Records for this exercise

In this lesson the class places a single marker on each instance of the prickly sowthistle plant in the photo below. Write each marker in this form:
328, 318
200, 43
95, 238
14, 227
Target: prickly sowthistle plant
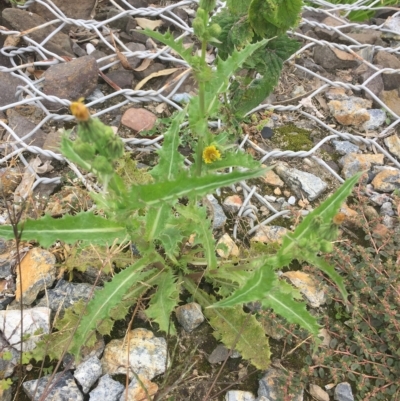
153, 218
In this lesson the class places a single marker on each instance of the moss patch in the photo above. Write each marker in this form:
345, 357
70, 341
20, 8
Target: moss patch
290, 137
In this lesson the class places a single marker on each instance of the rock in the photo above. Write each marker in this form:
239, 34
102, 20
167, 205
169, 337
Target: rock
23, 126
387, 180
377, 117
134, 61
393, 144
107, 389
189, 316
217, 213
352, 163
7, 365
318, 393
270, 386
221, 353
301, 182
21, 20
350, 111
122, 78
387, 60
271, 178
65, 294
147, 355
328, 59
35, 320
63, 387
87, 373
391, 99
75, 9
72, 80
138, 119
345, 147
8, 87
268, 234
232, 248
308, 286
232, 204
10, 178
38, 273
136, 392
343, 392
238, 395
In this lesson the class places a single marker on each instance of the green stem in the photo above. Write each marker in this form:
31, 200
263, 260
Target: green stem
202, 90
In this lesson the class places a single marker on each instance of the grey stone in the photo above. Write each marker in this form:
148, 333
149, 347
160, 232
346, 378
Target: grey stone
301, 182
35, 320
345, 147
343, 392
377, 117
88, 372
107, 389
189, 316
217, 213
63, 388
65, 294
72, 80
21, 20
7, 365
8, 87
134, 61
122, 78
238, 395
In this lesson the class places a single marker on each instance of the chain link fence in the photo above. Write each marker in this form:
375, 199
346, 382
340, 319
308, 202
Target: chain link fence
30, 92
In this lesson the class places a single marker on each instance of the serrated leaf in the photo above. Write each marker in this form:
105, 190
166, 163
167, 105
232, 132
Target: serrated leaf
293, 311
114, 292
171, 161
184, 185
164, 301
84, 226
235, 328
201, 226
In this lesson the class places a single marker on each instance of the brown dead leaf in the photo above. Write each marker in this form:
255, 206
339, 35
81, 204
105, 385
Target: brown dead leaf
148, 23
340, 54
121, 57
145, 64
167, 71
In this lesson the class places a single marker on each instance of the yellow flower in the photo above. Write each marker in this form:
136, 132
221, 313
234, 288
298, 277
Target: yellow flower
* * *
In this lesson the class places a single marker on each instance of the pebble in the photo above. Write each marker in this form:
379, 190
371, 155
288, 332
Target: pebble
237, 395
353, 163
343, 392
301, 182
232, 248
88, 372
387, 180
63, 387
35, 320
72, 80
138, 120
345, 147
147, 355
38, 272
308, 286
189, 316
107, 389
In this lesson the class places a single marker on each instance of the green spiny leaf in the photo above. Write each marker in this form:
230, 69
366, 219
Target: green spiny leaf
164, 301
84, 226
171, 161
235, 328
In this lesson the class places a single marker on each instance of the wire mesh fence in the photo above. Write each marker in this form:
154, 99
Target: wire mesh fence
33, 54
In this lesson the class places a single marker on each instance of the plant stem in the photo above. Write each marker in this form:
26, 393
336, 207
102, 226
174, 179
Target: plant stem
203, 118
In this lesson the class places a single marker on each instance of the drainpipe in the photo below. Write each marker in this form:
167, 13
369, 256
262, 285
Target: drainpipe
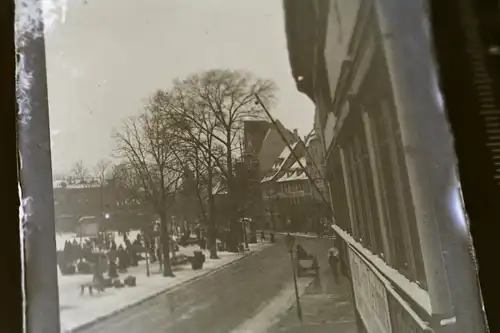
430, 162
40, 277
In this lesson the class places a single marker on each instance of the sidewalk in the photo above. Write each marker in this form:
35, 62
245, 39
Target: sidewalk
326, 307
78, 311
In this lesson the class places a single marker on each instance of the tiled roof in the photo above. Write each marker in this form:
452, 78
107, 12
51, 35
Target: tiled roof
--
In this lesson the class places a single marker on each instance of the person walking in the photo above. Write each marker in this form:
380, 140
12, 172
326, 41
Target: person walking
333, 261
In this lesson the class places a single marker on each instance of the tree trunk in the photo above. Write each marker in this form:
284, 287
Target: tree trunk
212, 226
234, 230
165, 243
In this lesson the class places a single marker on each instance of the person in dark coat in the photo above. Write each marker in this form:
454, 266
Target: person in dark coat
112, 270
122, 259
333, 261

Stated goal
Copy the data above word for word, starting at the line with "of the brown" and ending at the line with "Target: yellow flower". Include both of those lines.

Task answer
In this lesson the class places a single marker on each instance of the brown dead leaf in the photo above. Write each marker in this form:
255, 206
339, 35
81, 204
105, 385
Target: brown dead leaf
148, 23
340, 54
121, 57
145, 64
167, 71
In this lesson the class places a single marker on each instance of the yellow flower in the photo above. Write each marker in this form:
136, 132
221, 313
234, 288
298, 277
Target: yellow flower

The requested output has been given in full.